Exercice: Transcrivez intégralement le texte ci-dessous sur les plages et le burkini, sans en modifier un seul mot.

Texte du document:

Le contre-exemple était donné à la
même époque par ces plages de l’Espagne franquiste divisées en trois secteurs
rigoureusement séparés : un secteur pour les femmes seules, un autre pour
les couples mariés, et un troisième pour les hommes venus se baigner en
célibataires. La mer elle-même pouvait être surveillée pour éviter des
rencontres entre nageurs et nageuses contraires à ce qu’un maire du littoral de
PACA ou du Pas-de-Calais désignerait comme les ‘’bonnes mœurs’’. Concept
plus qu’haïssable, on s’en doute, pour
notre génération soixante-huitarde.
Il va sans dire que dans notre idée,
la plage constituait un espace où tous les accoutrements étaient a priori
naturels dès lors que celles et ceux qui les portaient en décidaient ainsi pour
leur propre satisfaction. Ce qui laisserait aujourd’hui les laisses de mer se
partager tout tranquillement entre bikinis, monokinis et maillots ‘’une
pièce’’, sans compter les multiples formats des tenues de baignade masculines …
avec d’aventure, de-ci-de-là, quelques burkinis ou têtes voilées venues
s’égailler dans le paysage. Un paysage fait non d’un mélange de tenues de
nouveau pacifié, ni de nouveau tolérant, mais tout bonnement de l’indifférence
la plus générale au costume de bain de chacun.
Reste cependant que derrière la
polémique inepte qui s’est déchaînée, il y a bien une question de fond. Le
burkini - évidence qui commence à se faire entendre - est honni par la mouvance
la plus intégriste de l’islam (ce qui n’exclut pas que tel de ses courants
puisse en faire le marqueur d’une provocation identitaire), mais si le sujet ne
crée pas un clivage ‘’religieux’’ là où on a imaginé que celui-ci se tenait, il
renvoie à un problème extraordinairement complexe dans une république qui,
au-delà de l’invention des principes dont procèdent les règles du jeu de la
laïcité et de la neutralité de l’Etat, a corrélé liberté de conscience et paix
civile à la définition qu’elle s’est donnée en tant que nation : à la fois
une et indivisible.

Données:
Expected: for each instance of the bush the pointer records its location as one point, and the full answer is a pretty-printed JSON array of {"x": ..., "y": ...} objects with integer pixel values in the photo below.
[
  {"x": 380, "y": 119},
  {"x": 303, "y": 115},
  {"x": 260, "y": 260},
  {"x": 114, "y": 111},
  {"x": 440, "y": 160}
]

Réponse attendue:
Le contre-exemple était donné à la
même époque par ces plages de l’Espagne franquiste divisées en trois secteurs
rigoureusement séparés : un secteur pour les femmes seules, un autre pour
les couples mariés, et un troisième pour les hommes venus se baigner en
célibataires. La mer elle-même pouvait être surveillée pour éviter des
rencontres entre nageurs et nageuses contraires à ce qu’un maire du littoral de
PACA ou du Pas-de-Calais désignerait comme les ‘’bonnes mœurs’’. Concept
plus qu’haïssable, on s’en doute, pour
notre génération soixante-huitarde.
Il va sans dire que dans notre idée,
la plage constituait un espace où tous les accoutrements étaient a priori
naturels dès lors que celles et ceux qui les portaient en décidaient ainsi pour
leur propre satisfaction. Ce qui laisserait aujourd’hui les laisses de mer se
partager tout tranquillement entre bikinis, monokinis et maillots ‘’une
pièce’’, sans compter les multiples formats des tenues de baignade masculines …
avec d’aventure, de-ci-de-là, quelques burkinis ou têtes voilées venues
s’égailler dans le paysage. Un paysage fait non d’un mélange de tenues de
nouveau pacifié, ni de nouveau tolérant, mais tout bonnement de l’indifférence
la plus générale au costume de bain de chacun.
Reste cependant que derrière la
polémique inepte qui s’est déchaînée, il y a bien une question de fond. Le
burkini - évidence qui commence à se faire entendre - est honni par la mouvance
la plus intégriste de l’islam (ce qui n’exclut pas que tel de ses courants
puisse en faire le marqueur d’une provocation identitaire), mais si le sujet ne
crée pas un clivage ‘’religieux’’ là où on a imaginé que celui-ci se tenait, il
renvoie à un problème extraordinairement complexe dans une république qui,
au-delà de l’invention des principes dont procèdent les règles du jeu de la
laïcité et de la neutralité de l’Etat, a corrélé liberté de conscience et paix
civile à la définition qu’elle s’est donnée en tant que nation : à la fois
une et indivisible.